Extracted records
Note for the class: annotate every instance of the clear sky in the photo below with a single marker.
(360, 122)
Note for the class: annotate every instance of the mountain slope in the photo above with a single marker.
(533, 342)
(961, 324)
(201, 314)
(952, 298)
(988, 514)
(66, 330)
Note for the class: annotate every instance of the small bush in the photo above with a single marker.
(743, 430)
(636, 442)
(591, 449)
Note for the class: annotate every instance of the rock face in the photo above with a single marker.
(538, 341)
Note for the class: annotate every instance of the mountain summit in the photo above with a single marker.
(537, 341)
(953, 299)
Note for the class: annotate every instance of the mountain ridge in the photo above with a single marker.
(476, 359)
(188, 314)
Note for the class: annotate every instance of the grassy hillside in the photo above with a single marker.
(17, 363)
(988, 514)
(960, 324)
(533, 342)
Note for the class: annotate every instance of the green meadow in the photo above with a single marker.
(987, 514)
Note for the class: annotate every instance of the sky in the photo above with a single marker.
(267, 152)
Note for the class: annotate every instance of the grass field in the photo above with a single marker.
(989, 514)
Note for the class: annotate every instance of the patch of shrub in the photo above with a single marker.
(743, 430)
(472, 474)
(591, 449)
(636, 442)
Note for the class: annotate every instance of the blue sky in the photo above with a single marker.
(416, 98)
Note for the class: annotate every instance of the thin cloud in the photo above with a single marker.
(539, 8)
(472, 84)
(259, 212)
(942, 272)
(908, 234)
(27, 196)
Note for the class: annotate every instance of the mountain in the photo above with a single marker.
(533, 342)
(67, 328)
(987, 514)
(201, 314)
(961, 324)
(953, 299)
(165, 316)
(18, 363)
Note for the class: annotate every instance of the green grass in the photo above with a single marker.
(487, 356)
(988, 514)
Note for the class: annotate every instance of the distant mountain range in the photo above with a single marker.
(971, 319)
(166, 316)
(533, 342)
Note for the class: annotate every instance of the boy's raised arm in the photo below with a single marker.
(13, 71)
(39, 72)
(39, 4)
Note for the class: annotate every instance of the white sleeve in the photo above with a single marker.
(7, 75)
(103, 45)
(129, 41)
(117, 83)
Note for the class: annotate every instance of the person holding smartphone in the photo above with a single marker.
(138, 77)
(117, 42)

Prompt |
Every line of the data must appear again in the answer, exactly as written.

Solution |
Note for the class: annotate every instance of the clear sky in the photo below with a single marker.
(360, 122)
Note for the class: annotate every instance of the mountain slope in the photo above with a single marker.
(533, 342)
(961, 324)
(201, 314)
(952, 298)
(988, 514)
(66, 330)
Note for the class: annotate every instance of the small bush in the photo above with a single marker.
(743, 430)
(636, 442)
(591, 449)
Note for the class: annotate every instance of the rock face in the photo above with a single marker.
(538, 341)
Note for the class: annotate every instance of the mountain summit in the photo above with a single marker.
(537, 341)
(953, 299)
Note for the class: annotate every instance of the mountain ridge in the photo above with a single marker.
(476, 359)
(188, 314)
Note for the class: annotate every instance of the grassy hillside in the photo above with a single marker.
(17, 363)
(988, 514)
(960, 324)
(533, 342)
Note for the class: annotate every instance of the green meadow in the photo above with a single marker.
(987, 514)
Note for the class: annotate every instance of the sky in the photo above with a single marker.
(267, 152)
Note for the class: annotate every instance of the grass field in the photo above with a single marker.
(989, 514)
Note for the class: annotate every instance of the patch of shrub in the photo above with a single marker.
(743, 430)
(472, 474)
(591, 449)
(636, 442)
Note for the class: annotate every instance of the blue sky in the photo above with a single marker.
(416, 98)
Note for the class: annotate every instance of the thin cloud in the photo above with a single marker.
(539, 8)
(472, 84)
(259, 212)
(942, 272)
(908, 234)
(27, 196)
Note for the class: annotate every instance of the mountain in the photo above with a single marker.
(533, 342)
(67, 328)
(987, 514)
(201, 314)
(961, 324)
(953, 299)
(165, 316)
(18, 363)
Note for the class: annotate every instance of the green grass in the photo above with a single marker.
(487, 356)
(988, 514)
Note for the class: annotate every instance of the distant mountain range in the photo above with a single marker.
(971, 319)
(166, 316)
(533, 342)
Note for the class: annotate every instance of the boy's raised arm in the photo below with a single marker.
(13, 71)
(39, 72)
(39, 4)
Note for the class: annotate every instance of the white sleeve in the photo above with a single marker.
(7, 75)
(103, 45)
(129, 41)
(117, 83)
Note for the class: annotate every instance of the person holding smartphone in the photo above with a single marker.
(138, 77)
(117, 42)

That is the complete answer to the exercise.